═══ DOCUMENT SEGMENT

Sensei Jordan gets grumpy about the term “AI”

As I have remarked, the term “Artificial Intelligence” has long been loosely defined.  While originally coined to describe the idea of creating human like “intelligence” in computers, the term has been an umbrella for any technology that replicates (or exceeds)  human level performance in any fragment of human behavior:  speech and text recognition, for example, or visual analysis, or locomotion (i.e., robotics).  Anything that’s “magical” is usually called AI, at least until it becomes ubiquitous (and therefore less magical).

The thing is, these technologies, however magical and clever, aren’t particularly “intelligent” or human-like.  In fact, some are definitely not human-like, such as Markov based speech recognition, which works amazingly well, but has nothing to do with how humans do it—probably.

(And don’t get be started on what the term “intelligence” might mean—that’s another giant semantic mess.)

This spring Kathy Pretz discusses these issues with old gray-head Sensei, Michael I. Jordan [1]. He’s been doing this stuff for a long time, so he knows what he is talking about.  In particular, there is a lot of technology (which he helped invent) that is clever about pattern recognition, and, of course, a who galaxy of machine learning techniques.  These technologies aren’t especially “intelligent”, and aren’t really even supposed to compare to human behavior.

So “Stop Calling Everything AI” he says!

People are getting confused about the meaning of AI in discussions of technology trends—that there is some kind of intelligent thought in computers that is responsible for the progress and which is competing with humans,” he says. “We don’t have that, but people are talking as if we do.

══════
═══ EXTRACTED DATA

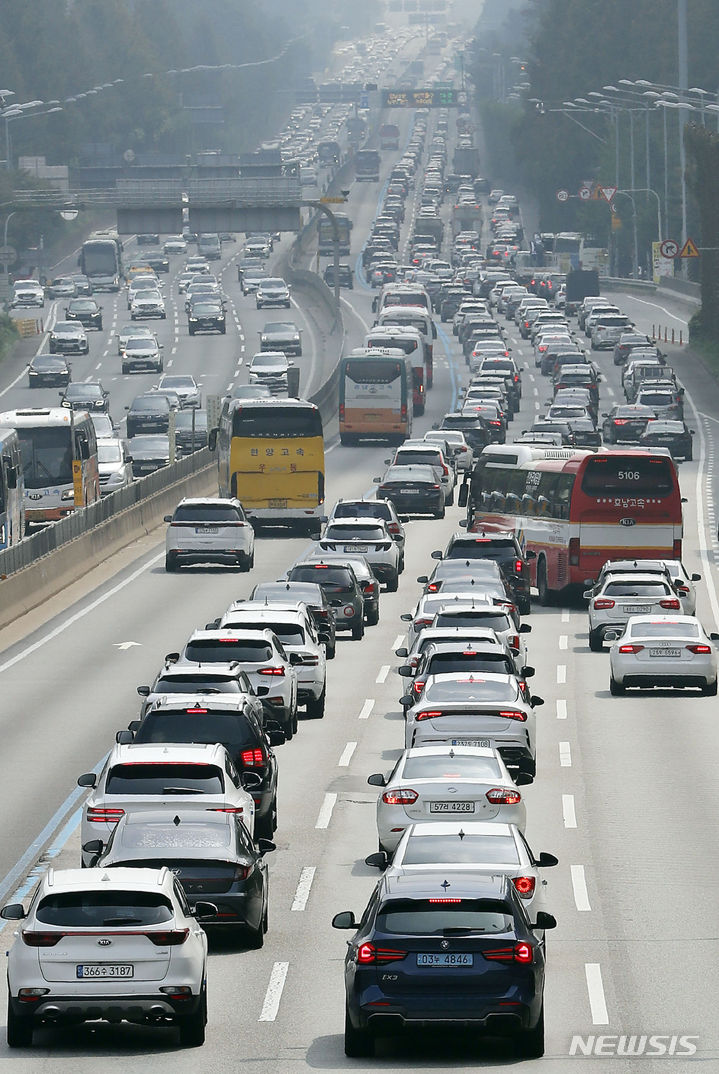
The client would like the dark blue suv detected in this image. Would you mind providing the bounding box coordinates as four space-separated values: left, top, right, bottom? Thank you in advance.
332 872 557 1058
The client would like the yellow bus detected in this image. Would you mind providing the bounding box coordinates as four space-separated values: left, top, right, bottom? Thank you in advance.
340 347 413 444
210 398 325 534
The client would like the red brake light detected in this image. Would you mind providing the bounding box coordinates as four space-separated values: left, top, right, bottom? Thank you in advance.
241 748 264 768
382 787 419 806
485 787 521 806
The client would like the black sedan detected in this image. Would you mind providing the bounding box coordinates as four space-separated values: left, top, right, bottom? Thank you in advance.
374 465 445 519
28 354 71 388
64 299 102 332
602 404 657 444
60 380 110 411
639 419 694 461
98 809 275 947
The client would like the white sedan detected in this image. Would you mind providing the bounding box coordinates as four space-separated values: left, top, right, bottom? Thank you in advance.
364 819 558 910
607 615 719 697
368 744 527 851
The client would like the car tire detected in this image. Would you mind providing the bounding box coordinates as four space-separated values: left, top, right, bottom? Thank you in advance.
306 685 327 720
345 1007 374 1059
178 985 207 1048
8 998 33 1048
516 1002 544 1059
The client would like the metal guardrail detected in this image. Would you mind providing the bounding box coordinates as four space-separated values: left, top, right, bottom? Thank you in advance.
0 448 214 578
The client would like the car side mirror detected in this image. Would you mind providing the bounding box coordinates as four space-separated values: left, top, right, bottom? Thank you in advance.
534 851 559 869
240 772 262 790
332 910 356 929
0 902 27 921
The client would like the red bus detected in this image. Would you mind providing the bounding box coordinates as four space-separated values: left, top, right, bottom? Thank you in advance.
459 444 682 604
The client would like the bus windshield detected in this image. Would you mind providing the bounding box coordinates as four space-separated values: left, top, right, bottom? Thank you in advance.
17 426 72 489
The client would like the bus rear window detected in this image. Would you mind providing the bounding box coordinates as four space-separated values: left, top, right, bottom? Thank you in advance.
581 455 675 497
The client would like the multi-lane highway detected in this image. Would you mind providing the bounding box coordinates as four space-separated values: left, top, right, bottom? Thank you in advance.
0 41 719 1074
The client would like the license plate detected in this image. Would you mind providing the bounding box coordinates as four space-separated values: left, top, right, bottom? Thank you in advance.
76 962 134 981
417 950 474 968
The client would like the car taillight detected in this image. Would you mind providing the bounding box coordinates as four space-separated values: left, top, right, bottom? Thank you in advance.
357 943 407 966
512 876 536 899
382 787 419 806
87 806 125 824
481 943 534 963
145 929 190 947
240 749 264 768
485 787 521 806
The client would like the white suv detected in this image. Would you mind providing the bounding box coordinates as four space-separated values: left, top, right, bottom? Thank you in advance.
164 496 255 570
77 743 259 866
0 868 208 1048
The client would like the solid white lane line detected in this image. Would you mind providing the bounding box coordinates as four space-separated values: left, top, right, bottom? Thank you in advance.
585 962 609 1026
258 962 289 1021
315 792 337 828
290 866 317 911
562 795 577 828
359 697 374 720
570 866 592 914
337 742 357 768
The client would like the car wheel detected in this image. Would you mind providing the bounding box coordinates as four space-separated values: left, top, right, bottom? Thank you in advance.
345 1007 374 1059
8 998 33 1048
178 985 207 1048
516 1003 544 1059
306 686 327 720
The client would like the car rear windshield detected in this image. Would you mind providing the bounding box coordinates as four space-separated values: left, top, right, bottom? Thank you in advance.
581 455 674 497
402 751 500 780
173 504 241 522
422 676 517 703
35 890 174 929
105 761 225 795
185 638 272 664
402 832 519 866
134 703 257 752
377 899 514 935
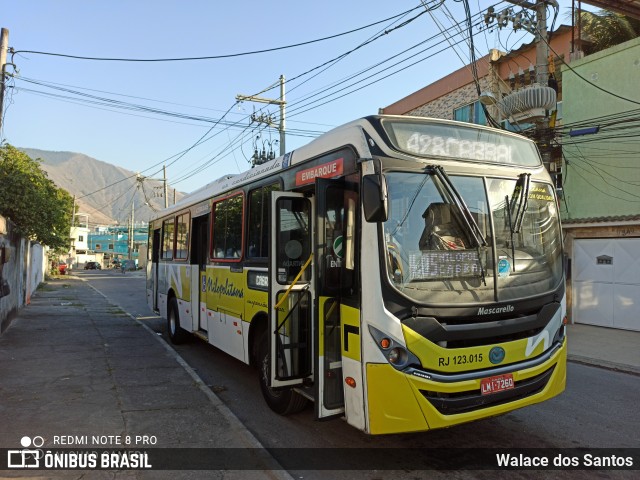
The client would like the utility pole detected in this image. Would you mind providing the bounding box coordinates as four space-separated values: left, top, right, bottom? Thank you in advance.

══════

_WRITTEN TASKS_:
1) In the post about the term “AI”:
(a) What stops something “magical” from being called AI?
(b) Which kind of speech recognition is given as definitely not human-like?
(c) Who discusses these issues with Michael I. Jordan?
2) Can you carry the post about the term “AI” forward from the point where it stops?

_RESULTS_:
1)
(a) It becomes ubiquitous, and therefore less magical.
(b) Markov based speech recognition.
(c) Kathy Pretz.

2)
While the science-fiction discussions about AI and super intelligence are fun, they are a distraction,” he says. “There’s not been enough focus on the real problem, which is building planetary-scale machine learning–based systems that actually work, deliver value to humans, and do not amplify inequities.

(Quoted in [1])

My own view is that the term AI has long ago escaped from its technical and academic origin, now running free in the wider culture where “AI” means “magic”.  As Humpty Dumpty said in Through the Looking Glass, “When I use a word, it means just what I choose it to mean.” 

It’s not really a mystery why AI has become a staple of advertising and popular fiction .  It is used to evoke—and embody–fantasies, both pleasant and unpleasant. Essentially technologically realized angels and demons.

Sigh.

So, Sensei Jordan is right, but there is nothing that can be done. I think the only way to cut down on the abuse of the term is to come up with a replacement term.  Which I don’t know how to do.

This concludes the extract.